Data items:
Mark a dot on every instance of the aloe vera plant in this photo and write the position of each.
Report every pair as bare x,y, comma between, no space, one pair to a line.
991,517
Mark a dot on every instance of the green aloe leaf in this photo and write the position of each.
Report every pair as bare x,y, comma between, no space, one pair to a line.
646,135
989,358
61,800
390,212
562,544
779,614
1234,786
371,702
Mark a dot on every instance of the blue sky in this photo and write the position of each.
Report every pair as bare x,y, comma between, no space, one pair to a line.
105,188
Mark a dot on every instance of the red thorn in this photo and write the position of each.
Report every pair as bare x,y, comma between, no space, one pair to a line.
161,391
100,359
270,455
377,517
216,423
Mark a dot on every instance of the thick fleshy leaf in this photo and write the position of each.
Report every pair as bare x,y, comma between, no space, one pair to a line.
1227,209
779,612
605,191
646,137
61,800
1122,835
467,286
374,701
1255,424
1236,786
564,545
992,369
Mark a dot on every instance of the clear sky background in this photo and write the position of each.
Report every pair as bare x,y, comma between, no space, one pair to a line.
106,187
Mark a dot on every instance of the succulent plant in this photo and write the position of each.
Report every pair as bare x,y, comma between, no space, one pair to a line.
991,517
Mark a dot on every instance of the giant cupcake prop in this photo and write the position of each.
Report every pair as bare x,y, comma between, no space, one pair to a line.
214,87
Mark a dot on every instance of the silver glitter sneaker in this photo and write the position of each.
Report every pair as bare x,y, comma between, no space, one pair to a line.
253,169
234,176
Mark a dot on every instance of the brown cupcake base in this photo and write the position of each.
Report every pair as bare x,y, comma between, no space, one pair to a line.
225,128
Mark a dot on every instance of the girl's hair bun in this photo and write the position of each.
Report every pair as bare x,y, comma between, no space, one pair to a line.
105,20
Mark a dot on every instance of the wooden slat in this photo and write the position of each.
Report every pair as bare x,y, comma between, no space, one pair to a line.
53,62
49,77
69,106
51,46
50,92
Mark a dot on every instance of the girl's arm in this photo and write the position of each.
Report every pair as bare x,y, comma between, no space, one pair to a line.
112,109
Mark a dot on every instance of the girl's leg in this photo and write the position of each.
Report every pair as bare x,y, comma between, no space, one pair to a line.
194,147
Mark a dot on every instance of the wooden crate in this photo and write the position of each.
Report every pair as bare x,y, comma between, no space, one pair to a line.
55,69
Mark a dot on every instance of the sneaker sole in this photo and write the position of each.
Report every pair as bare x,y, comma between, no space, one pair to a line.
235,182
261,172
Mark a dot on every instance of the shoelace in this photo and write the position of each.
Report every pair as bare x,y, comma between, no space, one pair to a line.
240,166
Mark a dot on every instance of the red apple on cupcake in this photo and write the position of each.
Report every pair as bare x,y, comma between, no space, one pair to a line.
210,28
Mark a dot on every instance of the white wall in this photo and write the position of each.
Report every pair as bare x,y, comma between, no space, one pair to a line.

**Exercise brief**: Copy out every line of the records above without changing anything.

**Worked answer**:
Mark a dot on every instance of the aloe vera plant in this photo and write the position of each.
Report every pair as bare x,y, comma between, no space, one pair to a line.
991,517
Mark a dot on every instance of the green aloe leaf in this photo and write the position of each.
Report every pair as bare x,y, comma between, no space, one pair to a line.
646,135
989,358
61,800
390,212
562,544
779,614
1234,786
371,702
Mark a dot on every instance of the blue sky in this photo and write the position of each.
Report every pair as bare x,y, comma between, no space, one pair to a line.
105,188
Mark a dot on every instance of the red thorn in this photo and write the position of each.
Report every pair as bare x,y, comma between, no space, one pair to a line.
161,391
100,359
270,455
377,517
216,423
Mark a dot on every instance of the thick fleshy leaf in this photo and write the position of each.
Report every pair as bare x,y, comma between, no space, one pair to a line.
1227,209
779,612
605,191
646,137
61,800
1122,835
467,286
374,701
1255,424
1236,786
564,545
992,369
Mark a dot on every instance of the clear sky background in this photo and write the position of each.
Report every pair as bare x,y, comma between, no space, one pair to a line.
106,187
Mark a dot on every instance of the succulent plant in this photo and write the position of each.
Report every pair as bare x,y, comma between, no space, one pair to a line.
991,517
Mark a dot on every instance of the giant cupcake prop in this photo and write the position of each.
Report every pair as bare x,y, comma between, no space, one pair to a line.
214,87
Mark a dot on every instance of the silver glitter sneaker in this photo and write the position of each.
Report every pair as bare x,y, comma between, no space, one pair to a line.
253,169
234,176
Mark a dot on every instance of the brown cupcake base in this photo and write the position of each.
Report every pair as bare x,y, comma between, no space, one pair to a line.
225,128
Mark a dot on every instance of the girl's hair bun in this photo and write the position of each.
Report every pair as bare x,y, comma between, no space, one pair to a line.
105,20
Mark a dot on every instance of the wooden slat in this photo and write the position of each.
Report every pair as bare x,y, comma between, no space, one pair to a line.
53,62
49,77
69,106
51,46
50,92
Mark a dot on every instance of the girl's arm in this photo and write the position of each.
Report every pair as bare x,y, comma between, no space, one pair to a line.
112,109
Mark a dot on every instance of the girl's leg in this photo and write the position of each.
Report every pair as bare x,y, comma between, no space, one pair to a line.
194,147
Mark a dot on every instance of the wooden crate in this photo and write the position of each.
Report every pair as bare x,y, comma between, no space, one pair to a line.
55,69
Mark a dot on every instance of the sneaker sole in this photo and write the position of each.
Report every pair as bare x,y, comma between, no space, one pair to a line.
235,182
261,172
Mark a dot on every instance of the shoelace in this photo and write the position of each.
Report every pair as bare x,y, comma between, no space, one pair to a line.
240,166
Mark a dot on every instance of the red apple on cupcake in this photo and write the position of each.
Report every pair as bare x,y, comma between, no space, one pair to a line.
210,28
Mark a dot on every instance of the white wall in this photo and write the position of each.
Report every pair as bare x,y, comma between, no space, one pair to a line.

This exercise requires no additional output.